━━━━━ Records for processing ━━━━━

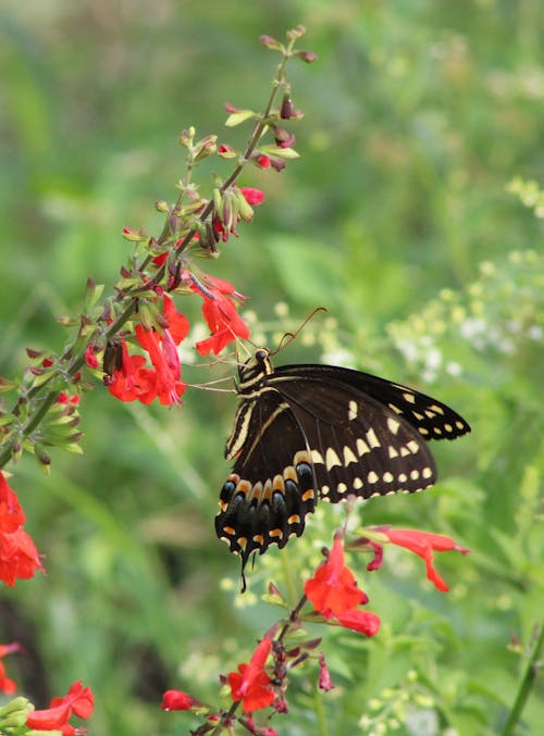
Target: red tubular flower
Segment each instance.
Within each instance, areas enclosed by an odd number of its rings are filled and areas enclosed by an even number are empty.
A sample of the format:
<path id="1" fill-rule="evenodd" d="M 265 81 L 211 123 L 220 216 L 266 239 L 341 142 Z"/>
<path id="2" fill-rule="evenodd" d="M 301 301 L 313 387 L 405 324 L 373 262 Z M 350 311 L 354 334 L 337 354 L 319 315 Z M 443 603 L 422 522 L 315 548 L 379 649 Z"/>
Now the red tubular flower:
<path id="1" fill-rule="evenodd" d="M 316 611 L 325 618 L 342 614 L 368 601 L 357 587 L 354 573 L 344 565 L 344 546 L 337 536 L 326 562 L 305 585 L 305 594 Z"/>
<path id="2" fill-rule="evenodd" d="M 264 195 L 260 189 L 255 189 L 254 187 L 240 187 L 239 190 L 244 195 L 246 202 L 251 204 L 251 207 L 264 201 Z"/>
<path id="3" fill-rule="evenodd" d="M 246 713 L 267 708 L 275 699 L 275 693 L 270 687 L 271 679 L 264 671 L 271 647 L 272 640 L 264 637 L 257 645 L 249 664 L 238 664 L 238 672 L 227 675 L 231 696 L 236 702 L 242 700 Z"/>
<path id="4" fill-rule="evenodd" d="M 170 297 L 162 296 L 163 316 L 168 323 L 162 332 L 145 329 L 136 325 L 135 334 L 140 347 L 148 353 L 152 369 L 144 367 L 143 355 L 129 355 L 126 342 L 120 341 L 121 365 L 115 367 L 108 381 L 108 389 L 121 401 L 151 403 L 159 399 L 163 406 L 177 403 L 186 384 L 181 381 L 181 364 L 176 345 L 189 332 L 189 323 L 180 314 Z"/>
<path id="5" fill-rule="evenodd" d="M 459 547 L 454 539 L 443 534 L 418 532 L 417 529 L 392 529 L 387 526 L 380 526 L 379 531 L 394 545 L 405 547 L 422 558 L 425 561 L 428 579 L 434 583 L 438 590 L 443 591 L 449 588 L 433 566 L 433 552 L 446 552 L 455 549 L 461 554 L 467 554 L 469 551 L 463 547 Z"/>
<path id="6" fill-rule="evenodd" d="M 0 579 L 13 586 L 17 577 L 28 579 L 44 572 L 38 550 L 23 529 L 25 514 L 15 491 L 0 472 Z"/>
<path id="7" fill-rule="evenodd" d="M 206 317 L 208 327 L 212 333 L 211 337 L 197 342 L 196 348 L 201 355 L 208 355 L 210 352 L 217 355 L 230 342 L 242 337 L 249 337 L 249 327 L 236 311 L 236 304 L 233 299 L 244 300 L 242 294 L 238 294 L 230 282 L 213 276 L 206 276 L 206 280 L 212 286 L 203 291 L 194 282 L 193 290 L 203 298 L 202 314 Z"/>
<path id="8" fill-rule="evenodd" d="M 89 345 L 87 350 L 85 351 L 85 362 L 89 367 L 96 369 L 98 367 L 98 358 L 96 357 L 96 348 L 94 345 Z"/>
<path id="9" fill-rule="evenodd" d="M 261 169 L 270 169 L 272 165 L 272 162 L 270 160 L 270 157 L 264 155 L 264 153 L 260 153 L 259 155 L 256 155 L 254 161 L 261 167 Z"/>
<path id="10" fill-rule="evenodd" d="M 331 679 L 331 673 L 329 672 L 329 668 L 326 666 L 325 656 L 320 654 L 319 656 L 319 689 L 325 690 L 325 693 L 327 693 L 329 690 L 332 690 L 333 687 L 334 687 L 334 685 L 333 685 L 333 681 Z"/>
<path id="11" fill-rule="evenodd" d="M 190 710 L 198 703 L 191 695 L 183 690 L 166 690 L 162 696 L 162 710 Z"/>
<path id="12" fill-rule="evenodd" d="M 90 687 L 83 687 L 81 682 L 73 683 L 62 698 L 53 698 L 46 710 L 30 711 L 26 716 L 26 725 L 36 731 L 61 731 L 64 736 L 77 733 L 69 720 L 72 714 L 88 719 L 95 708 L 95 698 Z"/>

━━━━━

## Job
Render every line of the records above as a JSON list of strings, with one string for each line and blank lines omitted. Leave the pictures out.

## Reply to the task
[
  "Target: red tubular flower",
  "Segment each instance.",
  "Within each instance, areas enclosed by an odd number of its rings are filled and areas enclosed by an even number are empty.",
  "A sample of the format:",
  "<path id=\"1\" fill-rule=\"evenodd\" d=\"M 265 81 L 211 123 L 220 216 L 266 239 L 341 142 Z\"/>",
  "<path id=\"2\" fill-rule=\"evenodd\" d=\"M 301 301 L 313 387 L 405 324 L 373 262 Z M 350 311 L 354 334 L 337 354 L 319 315 Z M 443 603 L 422 522 L 315 548 L 379 649 Z\"/>",
  "Now the red tubular flower:",
  "<path id=\"1\" fill-rule=\"evenodd\" d=\"M 316 611 L 325 618 L 342 614 L 368 601 L 357 587 L 354 573 L 344 565 L 344 546 L 337 536 L 326 562 L 305 585 L 305 594 Z\"/>",
  "<path id=\"2\" fill-rule=\"evenodd\" d=\"M 264 195 L 260 189 L 255 189 L 254 187 L 240 187 L 239 190 L 244 195 L 246 202 L 251 204 L 251 207 L 264 201 Z\"/>",
  "<path id=\"3\" fill-rule=\"evenodd\" d=\"M 246 713 L 267 708 L 275 699 L 275 693 L 270 687 L 271 679 L 264 671 L 271 647 L 272 640 L 264 637 L 257 645 L 249 664 L 238 664 L 238 672 L 227 675 L 231 696 L 236 702 L 242 700 Z\"/>",
  "<path id=\"4\" fill-rule=\"evenodd\" d=\"M 170 297 L 162 296 L 163 316 L 168 323 L 162 332 L 145 329 L 136 325 L 135 334 L 140 347 L 148 353 L 152 369 L 144 367 L 143 355 L 129 355 L 126 342 L 120 341 L 121 365 L 115 367 L 108 381 L 108 389 L 121 401 L 151 403 L 159 399 L 163 406 L 177 403 L 186 384 L 181 381 L 181 364 L 176 345 L 189 332 L 189 323 L 180 314 Z\"/>",
  "<path id=\"5\" fill-rule=\"evenodd\" d=\"M 459 547 L 454 539 L 443 534 L 418 532 L 417 529 L 392 529 L 387 526 L 380 526 L 379 531 L 394 545 L 405 547 L 422 558 L 425 561 L 428 579 L 434 583 L 438 590 L 443 591 L 449 588 L 433 566 L 433 552 L 446 552 L 455 549 L 461 554 L 467 554 L 469 551 L 463 547 Z\"/>",
  "<path id=\"6\" fill-rule=\"evenodd\" d=\"M 0 579 L 13 586 L 17 577 L 28 579 L 44 572 L 38 550 L 23 529 L 25 514 L 15 491 L 0 472 Z\"/>",
  "<path id=\"7\" fill-rule=\"evenodd\" d=\"M 206 317 L 208 327 L 212 333 L 211 337 L 197 342 L 196 348 L 201 355 L 208 355 L 210 352 L 217 355 L 230 342 L 242 337 L 249 337 L 249 327 L 236 311 L 236 304 L 233 299 L 244 300 L 242 294 L 238 294 L 230 282 L 213 276 L 206 276 L 206 280 L 212 286 L 203 291 L 194 282 L 193 290 L 203 298 L 202 314 Z\"/>",
  "<path id=\"8\" fill-rule=\"evenodd\" d=\"M 89 345 L 87 350 L 85 351 L 85 362 L 89 367 L 96 369 L 98 367 L 98 358 L 96 357 L 96 348 L 94 345 Z\"/>",
  "<path id=\"9\" fill-rule=\"evenodd\" d=\"M 261 169 L 270 169 L 272 165 L 272 162 L 270 160 L 270 157 L 264 155 L 264 153 L 260 153 L 259 155 L 256 155 L 254 161 L 261 167 Z\"/>",
  "<path id=\"10\" fill-rule=\"evenodd\" d=\"M 331 679 L 331 673 L 329 672 L 329 668 L 326 666 L 325 656 L 320 654 L 319 656 L 319 689 L 325 690 L 325 693 L 327 693 L 329 690 L 332 690 L 333 687 L 334 687 L 334 685 L 333 685 L 333 681 Z\"/>",
  "<path id=\"11\" fill-rule=\"evenodd\" d=\"M 190 710 L 198 703 L 191 695 L 183 690 L 166 690 L 162 696 L 162 710 Z\"/>",
  "<path id=\"12\" fill-rule=\"evenodd\" d=\"M 90 687 L 83 687 L 81 682 L 73 683 L 62 698 L 53 698 L 46 710 L 30 711 L 26 716 L 26 725 L 36 731 L 61 731 L 64 736 L 77 733 L 69 720 L 72 714 L 88 719 L 95 708 L 95 698 Z\"/>"
]